> _Task goal_: Gather all lines in the records below that include the word "negative".

=====

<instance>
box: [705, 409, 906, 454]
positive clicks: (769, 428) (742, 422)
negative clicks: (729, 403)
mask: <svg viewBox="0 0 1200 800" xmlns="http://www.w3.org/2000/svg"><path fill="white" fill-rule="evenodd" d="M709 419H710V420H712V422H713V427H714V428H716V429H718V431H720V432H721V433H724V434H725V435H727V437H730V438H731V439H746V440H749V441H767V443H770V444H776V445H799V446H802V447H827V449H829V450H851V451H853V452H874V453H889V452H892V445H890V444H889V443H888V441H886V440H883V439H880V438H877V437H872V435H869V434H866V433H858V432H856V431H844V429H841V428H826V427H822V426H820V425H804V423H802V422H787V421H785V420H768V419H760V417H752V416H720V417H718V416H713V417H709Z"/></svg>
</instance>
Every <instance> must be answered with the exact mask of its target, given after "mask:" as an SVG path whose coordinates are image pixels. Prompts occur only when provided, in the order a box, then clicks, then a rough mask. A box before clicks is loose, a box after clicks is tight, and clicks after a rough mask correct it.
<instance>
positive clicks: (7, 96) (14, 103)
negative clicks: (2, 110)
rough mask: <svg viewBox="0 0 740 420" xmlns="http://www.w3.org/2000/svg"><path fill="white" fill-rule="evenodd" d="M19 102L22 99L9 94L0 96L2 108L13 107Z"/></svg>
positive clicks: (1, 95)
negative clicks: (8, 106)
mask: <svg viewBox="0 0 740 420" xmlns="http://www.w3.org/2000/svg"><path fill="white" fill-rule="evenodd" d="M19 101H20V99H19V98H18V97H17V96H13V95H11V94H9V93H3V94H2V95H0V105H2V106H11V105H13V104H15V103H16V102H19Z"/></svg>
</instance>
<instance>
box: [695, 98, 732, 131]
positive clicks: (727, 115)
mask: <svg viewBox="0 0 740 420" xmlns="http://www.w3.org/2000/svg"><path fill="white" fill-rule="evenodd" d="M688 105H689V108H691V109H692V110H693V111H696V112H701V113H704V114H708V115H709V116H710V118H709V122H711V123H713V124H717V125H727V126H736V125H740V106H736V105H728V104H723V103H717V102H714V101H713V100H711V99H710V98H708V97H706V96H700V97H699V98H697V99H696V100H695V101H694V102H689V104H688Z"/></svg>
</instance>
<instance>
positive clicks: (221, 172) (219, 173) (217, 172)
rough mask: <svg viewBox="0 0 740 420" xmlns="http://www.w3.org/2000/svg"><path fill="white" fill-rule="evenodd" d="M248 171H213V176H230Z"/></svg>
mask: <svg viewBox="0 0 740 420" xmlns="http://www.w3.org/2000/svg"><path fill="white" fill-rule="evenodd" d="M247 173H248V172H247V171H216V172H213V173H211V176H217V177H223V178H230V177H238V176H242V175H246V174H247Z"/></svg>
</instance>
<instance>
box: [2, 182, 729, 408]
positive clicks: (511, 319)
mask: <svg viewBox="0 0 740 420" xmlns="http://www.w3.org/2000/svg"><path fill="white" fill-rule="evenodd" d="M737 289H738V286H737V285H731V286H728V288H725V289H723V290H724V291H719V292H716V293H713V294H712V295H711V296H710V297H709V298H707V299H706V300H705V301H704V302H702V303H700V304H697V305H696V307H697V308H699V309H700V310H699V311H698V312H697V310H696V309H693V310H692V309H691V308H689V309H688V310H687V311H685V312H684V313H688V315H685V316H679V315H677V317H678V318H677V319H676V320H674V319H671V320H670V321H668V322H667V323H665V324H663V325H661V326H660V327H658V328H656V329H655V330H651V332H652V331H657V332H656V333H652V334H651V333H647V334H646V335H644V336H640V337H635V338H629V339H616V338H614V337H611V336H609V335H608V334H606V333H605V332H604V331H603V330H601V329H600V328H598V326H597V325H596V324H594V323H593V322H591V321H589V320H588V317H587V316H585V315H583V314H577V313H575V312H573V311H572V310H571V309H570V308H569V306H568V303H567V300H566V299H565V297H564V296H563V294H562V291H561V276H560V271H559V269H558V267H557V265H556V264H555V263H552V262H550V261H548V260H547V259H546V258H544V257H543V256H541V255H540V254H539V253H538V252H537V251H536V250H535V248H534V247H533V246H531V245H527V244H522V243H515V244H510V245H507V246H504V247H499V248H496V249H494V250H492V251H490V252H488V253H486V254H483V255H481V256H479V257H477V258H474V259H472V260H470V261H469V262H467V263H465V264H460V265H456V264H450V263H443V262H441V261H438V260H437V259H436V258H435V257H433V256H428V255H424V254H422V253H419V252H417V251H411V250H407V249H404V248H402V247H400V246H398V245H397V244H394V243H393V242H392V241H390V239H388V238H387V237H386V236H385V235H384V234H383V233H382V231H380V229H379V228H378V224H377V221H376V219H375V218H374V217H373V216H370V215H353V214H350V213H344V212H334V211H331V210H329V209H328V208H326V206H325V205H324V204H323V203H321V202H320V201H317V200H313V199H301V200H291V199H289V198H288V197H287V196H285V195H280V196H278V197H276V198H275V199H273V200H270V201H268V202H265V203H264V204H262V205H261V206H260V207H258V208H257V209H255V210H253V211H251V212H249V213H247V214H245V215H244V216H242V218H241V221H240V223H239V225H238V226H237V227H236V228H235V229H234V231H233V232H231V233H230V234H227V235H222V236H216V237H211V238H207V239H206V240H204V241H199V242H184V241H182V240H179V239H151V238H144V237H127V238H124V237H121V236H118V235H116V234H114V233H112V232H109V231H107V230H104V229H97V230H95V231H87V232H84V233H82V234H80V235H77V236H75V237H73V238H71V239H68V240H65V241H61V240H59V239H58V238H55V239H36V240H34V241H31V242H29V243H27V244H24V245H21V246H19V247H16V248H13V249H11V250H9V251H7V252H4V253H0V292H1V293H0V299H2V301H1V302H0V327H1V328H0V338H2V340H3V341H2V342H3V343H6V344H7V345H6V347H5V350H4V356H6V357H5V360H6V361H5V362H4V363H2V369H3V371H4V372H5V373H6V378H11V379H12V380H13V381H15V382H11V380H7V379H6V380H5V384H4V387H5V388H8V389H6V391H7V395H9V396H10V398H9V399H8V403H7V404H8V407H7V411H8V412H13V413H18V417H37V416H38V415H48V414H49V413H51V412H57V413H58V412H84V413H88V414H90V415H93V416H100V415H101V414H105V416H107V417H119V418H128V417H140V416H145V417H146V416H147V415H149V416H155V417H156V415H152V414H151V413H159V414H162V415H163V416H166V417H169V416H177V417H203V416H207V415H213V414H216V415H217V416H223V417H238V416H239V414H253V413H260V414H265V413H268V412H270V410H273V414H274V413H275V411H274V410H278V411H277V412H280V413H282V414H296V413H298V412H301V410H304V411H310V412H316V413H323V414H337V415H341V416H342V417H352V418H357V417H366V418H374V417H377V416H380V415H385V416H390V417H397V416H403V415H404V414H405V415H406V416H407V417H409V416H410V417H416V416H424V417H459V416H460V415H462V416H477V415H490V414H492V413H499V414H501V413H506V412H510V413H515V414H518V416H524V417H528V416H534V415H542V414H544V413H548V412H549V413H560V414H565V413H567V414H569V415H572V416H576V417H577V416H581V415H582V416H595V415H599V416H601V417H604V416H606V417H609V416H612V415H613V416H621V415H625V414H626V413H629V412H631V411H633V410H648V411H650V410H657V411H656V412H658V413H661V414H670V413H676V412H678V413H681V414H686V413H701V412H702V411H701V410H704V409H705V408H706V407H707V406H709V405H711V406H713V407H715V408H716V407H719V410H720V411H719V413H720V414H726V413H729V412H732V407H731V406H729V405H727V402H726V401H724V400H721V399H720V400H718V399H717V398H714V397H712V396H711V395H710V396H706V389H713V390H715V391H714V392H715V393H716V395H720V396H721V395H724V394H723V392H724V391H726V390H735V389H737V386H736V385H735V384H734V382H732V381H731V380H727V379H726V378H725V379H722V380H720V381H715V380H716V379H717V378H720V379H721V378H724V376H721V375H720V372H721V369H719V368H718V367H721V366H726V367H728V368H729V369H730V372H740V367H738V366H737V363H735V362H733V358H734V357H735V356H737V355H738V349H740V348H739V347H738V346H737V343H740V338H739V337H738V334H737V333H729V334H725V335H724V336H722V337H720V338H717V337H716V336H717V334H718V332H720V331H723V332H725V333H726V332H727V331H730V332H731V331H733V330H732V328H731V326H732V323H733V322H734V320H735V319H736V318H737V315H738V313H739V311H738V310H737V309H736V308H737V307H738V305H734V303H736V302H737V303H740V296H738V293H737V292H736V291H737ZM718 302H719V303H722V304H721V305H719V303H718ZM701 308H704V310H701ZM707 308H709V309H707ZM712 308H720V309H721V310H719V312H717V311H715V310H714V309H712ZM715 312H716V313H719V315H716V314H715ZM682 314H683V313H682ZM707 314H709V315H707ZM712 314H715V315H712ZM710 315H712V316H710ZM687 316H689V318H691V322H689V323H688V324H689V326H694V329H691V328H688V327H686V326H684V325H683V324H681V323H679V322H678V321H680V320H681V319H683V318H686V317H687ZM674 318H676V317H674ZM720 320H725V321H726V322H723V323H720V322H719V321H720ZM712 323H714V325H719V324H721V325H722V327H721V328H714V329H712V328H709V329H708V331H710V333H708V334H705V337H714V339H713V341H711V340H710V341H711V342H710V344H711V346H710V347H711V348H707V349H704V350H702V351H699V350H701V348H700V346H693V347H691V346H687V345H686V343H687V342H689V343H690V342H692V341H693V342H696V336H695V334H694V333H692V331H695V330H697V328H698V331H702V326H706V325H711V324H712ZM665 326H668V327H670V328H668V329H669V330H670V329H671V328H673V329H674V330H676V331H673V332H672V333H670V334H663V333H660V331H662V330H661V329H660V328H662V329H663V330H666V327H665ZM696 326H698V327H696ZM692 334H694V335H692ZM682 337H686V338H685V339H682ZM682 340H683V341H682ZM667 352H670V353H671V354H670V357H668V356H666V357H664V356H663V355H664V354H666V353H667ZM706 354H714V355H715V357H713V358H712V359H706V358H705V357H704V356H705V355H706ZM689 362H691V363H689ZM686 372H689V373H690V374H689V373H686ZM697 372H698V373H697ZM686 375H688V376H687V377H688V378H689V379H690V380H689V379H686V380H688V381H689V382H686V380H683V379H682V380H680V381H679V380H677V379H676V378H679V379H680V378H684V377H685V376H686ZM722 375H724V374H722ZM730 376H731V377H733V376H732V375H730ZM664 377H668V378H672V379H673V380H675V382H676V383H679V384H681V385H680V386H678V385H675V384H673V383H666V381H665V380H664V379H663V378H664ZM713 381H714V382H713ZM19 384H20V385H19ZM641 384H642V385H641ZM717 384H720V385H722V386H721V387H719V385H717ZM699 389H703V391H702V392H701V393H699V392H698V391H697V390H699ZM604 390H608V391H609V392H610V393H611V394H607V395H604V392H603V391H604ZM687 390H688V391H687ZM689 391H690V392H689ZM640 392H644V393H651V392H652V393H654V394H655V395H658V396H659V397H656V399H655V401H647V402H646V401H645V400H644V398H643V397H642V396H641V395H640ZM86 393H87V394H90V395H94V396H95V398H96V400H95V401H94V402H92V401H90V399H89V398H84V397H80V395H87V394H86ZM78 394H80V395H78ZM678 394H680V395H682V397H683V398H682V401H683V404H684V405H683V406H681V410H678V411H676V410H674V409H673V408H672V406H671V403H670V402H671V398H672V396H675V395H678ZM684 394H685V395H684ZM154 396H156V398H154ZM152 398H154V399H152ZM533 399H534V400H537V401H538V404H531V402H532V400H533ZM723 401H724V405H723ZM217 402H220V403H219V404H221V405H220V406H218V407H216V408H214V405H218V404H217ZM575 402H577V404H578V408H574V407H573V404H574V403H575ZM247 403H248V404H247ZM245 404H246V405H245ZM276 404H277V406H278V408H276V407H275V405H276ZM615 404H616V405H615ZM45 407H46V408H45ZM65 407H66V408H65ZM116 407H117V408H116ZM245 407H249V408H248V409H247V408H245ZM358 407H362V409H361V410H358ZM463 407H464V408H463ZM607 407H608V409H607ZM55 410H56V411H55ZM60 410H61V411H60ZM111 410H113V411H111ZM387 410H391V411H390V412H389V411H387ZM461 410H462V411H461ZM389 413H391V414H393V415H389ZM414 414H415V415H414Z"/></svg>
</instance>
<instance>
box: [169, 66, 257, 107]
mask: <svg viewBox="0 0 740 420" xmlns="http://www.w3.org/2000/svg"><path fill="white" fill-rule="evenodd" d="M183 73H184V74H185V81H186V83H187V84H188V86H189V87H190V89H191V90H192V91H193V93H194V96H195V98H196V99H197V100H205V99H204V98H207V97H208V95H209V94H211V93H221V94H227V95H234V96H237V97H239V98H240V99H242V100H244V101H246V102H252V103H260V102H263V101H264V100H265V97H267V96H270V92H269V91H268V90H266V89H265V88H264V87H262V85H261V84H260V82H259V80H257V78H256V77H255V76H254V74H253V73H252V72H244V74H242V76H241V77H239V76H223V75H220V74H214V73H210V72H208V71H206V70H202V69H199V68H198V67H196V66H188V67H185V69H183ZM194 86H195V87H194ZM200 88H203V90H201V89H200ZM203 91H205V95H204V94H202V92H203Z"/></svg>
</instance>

=====

> _Result of the exercise_:
negative clicks: (729, 403)
negative clicks: (2, 110)
negative clicks: (8, 106)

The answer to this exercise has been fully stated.